[[ Text for analysis, beginning ]]

Pandabear24 · 29/03/2020 16:43

@Zara1234uk Thank you, it's definitely contributed to it, the lockdown, virus, negativity etc. So has played its part in how I feel. But after a month and a half of OH decorating and flooring new rental house we've moved into, (my daughter and I stayed at my mums for this time), we finally moved in with him 2 weeks ago. It lasted 7 days. It was the first time he'd properly been angry in front of her/within earshot, and it was happening everyday, I was left anxious, unsettled, upset, crying, unmotivated to do anything in the house, everyday, left with my daughter to stay in the house (isolating cos of CV) and I decided to come back to mums briefly for some space because it was affecting her. She became very angry by day 3, started hitting me, shoving me, just completely "letting go" when she was angry and Was just unhappy I feel it was no coincidence at all that it was due to her hearing him being angry and swearing at me and being angrily frustrated and saying mean things to me within ear shot of her (in living room and us in kitchen). So I had to get away. But we're expected to go back. But I find myself in a terribly difficult place now and am realising a lot of things. The worst part is how much she loves him and just wants us to be together. She's incredibly perceptive, clever, sensitive and I worry about everything for her, hugely. Sending you a big hug back and thanks again for your reply x

OP posts:
Pandabear24 · 29/03/2020 16:47

@Zara1234uk I forgot to reply to say he is happy we are pregnant. He wants me to try to be positive about going back there to live with him and that he's hoping the counselling will help him feel better and give me confidence in living with him. Sounds great huh? Until yet again for the thousandth time in our relationship I am confronted out of the blue with horrible behaviour and treatment yet again, only to just go round and round in circles over and over. I hold on but it never changes. He's finally begun counselling, fantastic, but I probably feel worse and more wobbly now than before. I'm questioning whether I want this anymore and can't take it. He knows how I'm now feeling to an extent yes, but I don't think it makes any difference xxx

OP posts:
SJChief · 29/03/2020 19:51

@Pandabear24 - please don't go back to live with him if you have any apprehensions about it at all. No matter how much your daughter loves him, or he loves her, you saw the damage after living with him for seven days. Being "expected" to go back doesn't mean that you have to.

[[ Text for analysis, end ]]
[[ Information supplied, beginning ]]

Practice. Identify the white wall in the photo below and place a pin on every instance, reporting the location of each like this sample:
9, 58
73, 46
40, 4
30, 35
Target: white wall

[[ Information supplied, end ]]

- [Task goal]:
Resume the forum thread about going back to live with an angry partner, picking up right after its last sentence. The entries are separate material, unrelated to the forum thread above them.

- [Answer for the task]:
There are plenty of resources available on domestic violence and you have no obligation to be there whilst he's getting help. Please seek some proper help and advice with this - I know you must be feeling very scared and lonely, but you don't have go through this alone.

Good luck xxx

sassenach84 · 29/03/2020 20:20

Very sorry to hear about your circumstances, sounds incredibly tough. I don't think you should underestimate the damage verbal abuse can cause - to yourself or your daughter. Abuse is abuse and it sounds like you cannot live a normal life at the moment as you're afraid of when he'll explode next. That does not sound like a healthy place to live nor raise kids. If possible, can you stay away for now and see if he can really make some progress with the counselling. If he's only just started it, he probably has quite a bit of work ahead of him. In the meantime, figure out how you feel about the pregnancy if you were going to do it alone or together. You have options and you have all the rights to those options.

Good luck and take care if yourself x

LadyBird2020 · 29/03/2020 21:43

@pandabear24 I am so sorry to hear about the situation you are in. Children will always love their parent when they are young but you have to do what's best for you. Don't feel like you 'have' to go back, if you're not happy with that decision. I've not been in your situation but I do follow a lady on Facebook and Instagram who has been through similar situations and has children and she helps woman now to make the right decisions- have a look at 'Part time working mummy' - she is absolutely amazing. I'm sure she will be the best person to speak to about this.
I wish you all the best. Try and keep your head up & think about you. If you're happy, so will your little girl. If you're safe, so will she be.